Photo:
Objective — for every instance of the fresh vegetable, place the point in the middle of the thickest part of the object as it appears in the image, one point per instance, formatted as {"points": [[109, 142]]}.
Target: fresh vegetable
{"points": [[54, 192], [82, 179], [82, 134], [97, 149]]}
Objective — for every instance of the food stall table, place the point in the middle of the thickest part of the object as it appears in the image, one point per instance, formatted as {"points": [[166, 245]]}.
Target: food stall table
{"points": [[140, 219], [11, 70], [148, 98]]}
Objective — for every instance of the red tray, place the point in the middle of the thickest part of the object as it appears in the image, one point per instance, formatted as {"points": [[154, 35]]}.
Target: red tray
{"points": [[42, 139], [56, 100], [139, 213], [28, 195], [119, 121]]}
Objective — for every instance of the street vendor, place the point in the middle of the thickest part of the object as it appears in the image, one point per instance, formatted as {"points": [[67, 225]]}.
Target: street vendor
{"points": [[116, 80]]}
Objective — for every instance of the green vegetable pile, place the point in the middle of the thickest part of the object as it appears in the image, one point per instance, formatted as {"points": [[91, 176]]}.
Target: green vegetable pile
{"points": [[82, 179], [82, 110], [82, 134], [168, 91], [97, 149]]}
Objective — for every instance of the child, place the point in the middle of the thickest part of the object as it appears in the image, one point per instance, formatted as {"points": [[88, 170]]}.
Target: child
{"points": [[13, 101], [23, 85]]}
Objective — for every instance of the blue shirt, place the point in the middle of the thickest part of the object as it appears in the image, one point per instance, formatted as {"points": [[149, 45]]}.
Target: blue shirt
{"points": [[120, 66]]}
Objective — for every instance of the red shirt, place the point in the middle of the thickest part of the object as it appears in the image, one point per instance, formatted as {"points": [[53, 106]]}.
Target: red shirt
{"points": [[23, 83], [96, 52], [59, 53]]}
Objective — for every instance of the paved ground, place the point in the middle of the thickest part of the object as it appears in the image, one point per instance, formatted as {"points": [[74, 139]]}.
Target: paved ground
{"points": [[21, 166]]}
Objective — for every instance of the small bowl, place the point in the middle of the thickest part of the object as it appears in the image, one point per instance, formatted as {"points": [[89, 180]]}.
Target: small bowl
□ □ □
### Work request
Every entry must be printed again, exactly as it reads.

### Answer to this task
Photo:
Objective — for every instance of the fresh vegetable, place the point in the middle of the thickest part of the object as it appears in the image, one point per instance, formatted as {"points": [[109, 142]]}.
Target: fresh vegetable
{"points": [[54, 192], [82, 179], [82, 134], [97, 149]]}
Objective — for every instance of the food stall table, place the point in the middle of the thickest part of the object as it appears in the image, one point per instance, formatted as {"points": [[166, 245]]}.
Target: food stall table
{"points": [[140, 219], [11, 70], [148, 98]]}
Objective — for every instance of the red tray, place the point in the middle of the thickest part of the object as it appears in the image, one point per instance, formatted as {"points": [[154, 35]]}.
Target: red tray
{"points": [[42, 139], [56, 100], [139, 213], [28, 195], [119, 121]]}
Objective — for every instance of the street vendor, place the point in the middle of the thickest part of the object as it appears in the image, one point per instance, formatted as {"points": [[67, 225]]}.
Target: street vendor
{"points": [[116, 80]]}
Objective — for every instance of the green vegetable pile, place the point in the middle of the thickest part of the object as it appears in the image, one point per instance, formatted as {"points": [[91, 176]]}.
Target: green vegetable pile
{"points": [[82, 179], [82, 110], [82, 134], [168, 91], [97, 149]]}
Objective — for every instance of the child, place the point in the middle of the thickest part of the object as it appears in the image, one point per instance, formatted as {"points": [[88, 170]]}.
Target: child
{"points": [[13, 101], [23, 85]]}
Objective — for every instance of the blue shirt, place the point in the middle of the thickest part of the object as it appears in the image, one point per instance, formatted as {"points": [[149, 45]]}.
Target: blue shirt
{"points": [[120, 66]]}
Objective — for every instance of the red shirt, place the point in the middle of the thickest part of the object as it appears in the image, one point per instance, formatted as {"points": [[53, 106]]}.
Target: red shirt
{"points": [[23, 83], [96, 52], [59, 53]]}
Objective — for every instance of the paved ground, place the point in the middle of the thickest part of the object as it appears in the image, one point per instance, formatted as {"points": [[74, 139]]}.
Target: paved ground
{"points": [[21, 166]]}
Objective — for every instance of the small bowl, place the point in the middle of the thickest part of the object as it appears in the image, one point per instance, formatted as {"points": [[89, 180]]}.
Target: small bowl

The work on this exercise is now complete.